# Ambylpygid Species?



## BurrowDweller (Feb 8, 2008)

Was wondering what species of ambylpygids are available in the hobby? I have D. diadema and they are very interesting. Would like to get more species but can't seem to find any for sale. Are there other species offered? Where can I get them?
Thanks,
Anthony


----------



## dtknow (Feb 8, 2008)

Phrynus marginemaculatus and another species from the US are available. I know Urbanjungles recently imported some Damon sp. from West Africa. Other than that thats it.


----------



## cacoseraph (Feb 8, 2008)

at some point i would like to get a colony of the FL Phrynus

i read a paper that says they are quite a bit more tolerant/communal than Damon species


----------



## dtknow (Feb 8, 2008)

ditto caco...I think they would be interesting vivarium inhabitants. I would hollow out an area in the background that they could have as their little treestump.


----------



## BurrowDweller (Feb 8, 2008)

They are very interesting to watch. I have some blue LEDs on mine and they don't seem to mind them. Pretty cool to see how they hunt and navigate with their antenniform legs. I saw the green ones Urban Jungles had but the ad disappeared. Might have to PM him and see if he still has any more.


----------



## ftorres (Feb 9, 2008)

*West African Cave Spider*

Hello,
I belive it to be D medius but could be wrong.


----------



## Banshee05 (Feb 9, 2008)




----------



## UrbanJungles (Feb 9, 2008)

(Dataset records)
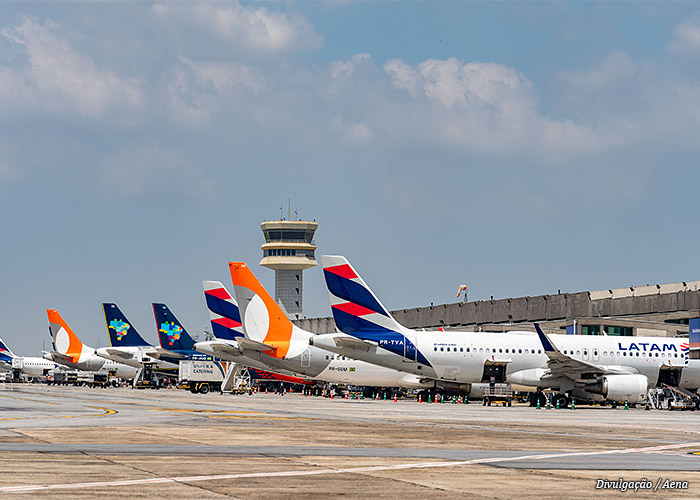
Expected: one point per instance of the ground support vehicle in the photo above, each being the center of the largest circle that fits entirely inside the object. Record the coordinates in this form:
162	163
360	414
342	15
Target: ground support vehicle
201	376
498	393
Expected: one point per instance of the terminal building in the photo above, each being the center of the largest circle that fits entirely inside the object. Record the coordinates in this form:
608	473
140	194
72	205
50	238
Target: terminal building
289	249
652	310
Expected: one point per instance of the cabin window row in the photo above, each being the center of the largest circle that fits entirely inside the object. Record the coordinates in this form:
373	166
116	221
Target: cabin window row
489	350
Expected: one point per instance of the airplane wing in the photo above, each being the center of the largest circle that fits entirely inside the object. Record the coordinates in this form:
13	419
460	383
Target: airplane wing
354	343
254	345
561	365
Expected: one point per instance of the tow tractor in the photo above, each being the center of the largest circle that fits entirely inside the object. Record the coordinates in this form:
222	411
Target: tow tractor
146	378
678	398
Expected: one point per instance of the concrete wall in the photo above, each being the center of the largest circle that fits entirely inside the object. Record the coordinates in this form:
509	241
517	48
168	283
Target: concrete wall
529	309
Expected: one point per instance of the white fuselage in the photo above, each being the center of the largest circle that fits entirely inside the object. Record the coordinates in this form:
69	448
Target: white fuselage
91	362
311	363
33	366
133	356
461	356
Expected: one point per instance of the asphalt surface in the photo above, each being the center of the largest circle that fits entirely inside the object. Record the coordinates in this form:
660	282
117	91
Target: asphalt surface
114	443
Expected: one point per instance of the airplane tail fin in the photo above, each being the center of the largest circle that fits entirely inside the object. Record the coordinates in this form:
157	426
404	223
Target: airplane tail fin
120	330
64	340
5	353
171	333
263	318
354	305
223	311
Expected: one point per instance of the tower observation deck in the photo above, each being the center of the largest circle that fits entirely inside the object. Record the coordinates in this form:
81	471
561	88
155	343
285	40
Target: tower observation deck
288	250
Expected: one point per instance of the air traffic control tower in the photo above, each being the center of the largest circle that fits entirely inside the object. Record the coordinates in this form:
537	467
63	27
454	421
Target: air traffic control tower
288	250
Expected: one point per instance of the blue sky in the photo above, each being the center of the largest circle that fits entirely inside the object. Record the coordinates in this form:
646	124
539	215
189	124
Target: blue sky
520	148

#### [Parts of the exercise]
1. Summarize the forum thread about amblypygid species in three sentences.
2. Continue the forum thread about amblypygid species, starting with the post from UrbanJungles.
The dataset listing comes from a separate source.

#### [Replies]
1. A hobbyist who keeps D. diadema asks which amblypygid species are available and where to get them. One reply names Phrynus marginemaculatus, another US species, and Damon sp. that Urbanjungles recently imported from West Africa, and another poster wants a colony of the Florida Phrynus after reading a paper saying they are more tolerant and communal than Damon species. The original poster says they hunt and navigate with their antenniform legs and don't seem to mind blue LEDs, and another poster believes the West African animals to be D. medius.

2.
Yes I have a few of these and recently some babies hanging out on mom's back.
They are very cool.  I have gravid moms seperated into their own containers but I have a few groups of males and immatures together in a couple of 29 gal tanks and I've not had any deaths occur.  They seem to be quite communal...

I think you're right in that these are _D. medius_....
They are too cool !!!


----------



## AbraxasComplex (Feb 10, 2008)

I really want to get more of this species in... I keep trying, but no luck:


----------



## DJ_AlMighty_247 (Feb 12, 2008)

_Damon gracilis_, from Germany


----------



## formi (Feb 12, 2008)

Hi nice pics. Does anybody have Phrynichus dhofarensis ?


----------



## Banshee05 (Feb 13, 2008)

AbraxasComplex said:


> I really want to get more of this species in... I keep trying, but no luck:


this is _Euphrynichus amanica_


----------



## Banshee05 (Feb 13, 2008)

DJ_AlMighty_247 said:


> _Damon gracilis_, from Germany


this species, sold from Thomas Vinmann are NO _Damon spp._they might be _Euphrynichus sp.cf.bacillifer_
mine are to small to ID correctly!


----------



## Banshee05 (Feb 13, 2008)

formi said:


> Hi nice pics. Does anybody have Phrynichus dhofarensis ?


I know someone  
but they aren't for sale at the moment.


----------



## Banshee05 (Feb 13, 2008)

subadult _Euphrynichus bacillifer _male






_Euphrynichus amanica _adult male


----------



## AbraxasComplex (Feb 14, 2008)

Banshee05 said:


> this is _Euphrynichus amanica_


Do you know of anyone who I can purchase a couple adults off of?


----------



## Banshee05 (Feb 15, 2008)

hi,
e.bacillifer yes, e.amanica no.


----------



## AbraxasComplex (Feb 15, 2008)

Banshee05 said:


> hi,
> e.bacillifer yes, e.amanica no.


How large do the e.bacillifer get? Same size or smaller?


And I wouldn't mind getting a bunch.


----------



## Banshee05 (Feb 15, 2008)

_Euphrynichus bacillifer_
males: total 22mm, tibia 39mm
females: 29mm total, 55mm tibia

_Euphrynichus amanica_
males: up to 30mm total lenght, tibia length up to 90mm
females: total length 36mm, tibia length 79mm

source:
_*Peter Weygoldt*_ "Revision of the species of _Phrynichus_ karsch, 1879 and _Euphrynichus_ Weygoldt, 1995 (Chelicerata, Amblypygi) - _Zoologica number 147_


----------



## insectoman (Feb 15, 2008)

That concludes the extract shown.